═════ Passage shown

On Sept. 13, Iran’s morality police arrested a 22-year-old woman in Tehran for allegedly wearing her hijab too loosely in public, a violation of the country’s dress code. Mahsa Amini was beaten in detention, her family says, and died three days after falling into a coma.
Her death has sparked mass anti-government protests across the country—the largest swell of resistance against the Islamic Republic in years—and violent crackdowns on the demonstrations have killed as many as 35 people.
In footage shared on social media, women are taking to the streets and removing their headscarves in defiance of the oppressive law. Some dropped their veils into a bonfire, others flouted the law by cutting their hair.
On Saturday, President Ebrahim Raisi said Iran must “deal decisively with those who oppose the country’s security and tranquility.” According to Reuters, state media reported that Raisi’s comments arrived during a phone call with relatives of one member of the Basij pro-government paramilitary volunteer force who was killed during protests in the northeastern city of Mashhad.
Raisi “stressed the necessity to distinguish between protest and disturbing public order and security, and called the events… a riot,” state media reported.
Meanwhile, Iranian authorities disrupted cell service and imposed a blackout on global internet access in the country, blocking usage of Instagram and WhatsApp, in an attempt to quell the unrest. The maneuver makes it harder for citizens to share video of Iran’s brutal response, which has reportedly included security forces opening fire on protesters.
While Iranian security forces say Amini died of a heart attack and was never mistreated, CNN reported that her father, Amjad Amini, has accused officials of lying about her death and refusing to allow him to see her body or her autopsy report. Amini, a Kurdish woman from the northwestern city of Saqez, died in a Tehran hospital.
Amjad told BBC Persian that Mahsa’s 17-year-old brother was with her when she was detained, and that witnesses told the sibling she had been beaten. “My son begged them not to take her, but he was beaten too, his clothes were ripped off,” Amjad said, adding, “I asked them to show me the body-cameras of the security officers, they told me the cameras were out of battery.”

══════════
═════ Data to examine

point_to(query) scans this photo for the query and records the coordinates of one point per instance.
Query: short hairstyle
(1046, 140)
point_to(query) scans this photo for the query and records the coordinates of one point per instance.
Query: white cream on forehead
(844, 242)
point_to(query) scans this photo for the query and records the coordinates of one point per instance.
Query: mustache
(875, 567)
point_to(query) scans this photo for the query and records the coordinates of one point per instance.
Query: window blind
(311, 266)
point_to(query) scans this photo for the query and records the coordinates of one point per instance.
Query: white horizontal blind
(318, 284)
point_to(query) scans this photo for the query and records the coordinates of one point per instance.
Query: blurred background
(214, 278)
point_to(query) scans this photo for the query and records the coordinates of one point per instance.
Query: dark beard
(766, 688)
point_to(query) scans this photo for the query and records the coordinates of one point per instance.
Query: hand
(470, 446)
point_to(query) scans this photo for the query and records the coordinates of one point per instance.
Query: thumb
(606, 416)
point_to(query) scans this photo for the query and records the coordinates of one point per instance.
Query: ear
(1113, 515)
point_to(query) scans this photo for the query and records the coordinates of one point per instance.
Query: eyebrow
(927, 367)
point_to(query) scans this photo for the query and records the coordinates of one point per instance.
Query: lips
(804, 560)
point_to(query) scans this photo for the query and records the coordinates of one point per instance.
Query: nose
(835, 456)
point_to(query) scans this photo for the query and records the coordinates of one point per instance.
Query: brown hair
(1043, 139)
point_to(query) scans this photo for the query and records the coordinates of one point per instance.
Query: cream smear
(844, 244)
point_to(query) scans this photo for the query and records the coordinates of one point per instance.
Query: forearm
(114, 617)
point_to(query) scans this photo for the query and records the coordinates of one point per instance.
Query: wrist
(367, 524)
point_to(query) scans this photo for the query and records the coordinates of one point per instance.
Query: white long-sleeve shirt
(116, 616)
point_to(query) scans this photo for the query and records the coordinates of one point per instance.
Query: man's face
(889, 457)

══════════

[What you need to do]:
1. List every city named in the Mahsa Amini article.
2. In the Mahsa Amini article, what did the security officers tell Amjad Amini when he asked to see their body cameras?
3. Reproduce the portion of the Mahsa Amini article that begins at the words "Her death has" and stops after "city of Mashhad.".

[List of solutions]:
1. Tehran, Mashhad, Saqez

2. They told him the cameras were out of battery.

3.
Her death has sparked mass anti-government protests across the country—the largest swell of resistance against the Islamic Republic in years—and violent crackdowns on the demonstrations have killed as many as 35 people.
In footage shared on social media, women are taking to the streets and removing their headscarves in defiance of the oppressive law. Some dropped their veils into a bonfire, others flouted the law by cutting their hair.
On Saturday, President Ebrahim Raisi said Iran must “deal decisively with those who oppose the country’s security and tranquility.” According to Reuters, state media reported that Raisi’s comments arrived during a phone call with relatives of one member of the Basij pro-government paramilitary volunteer force who was killed during protests in the northeastern city of Mashhad.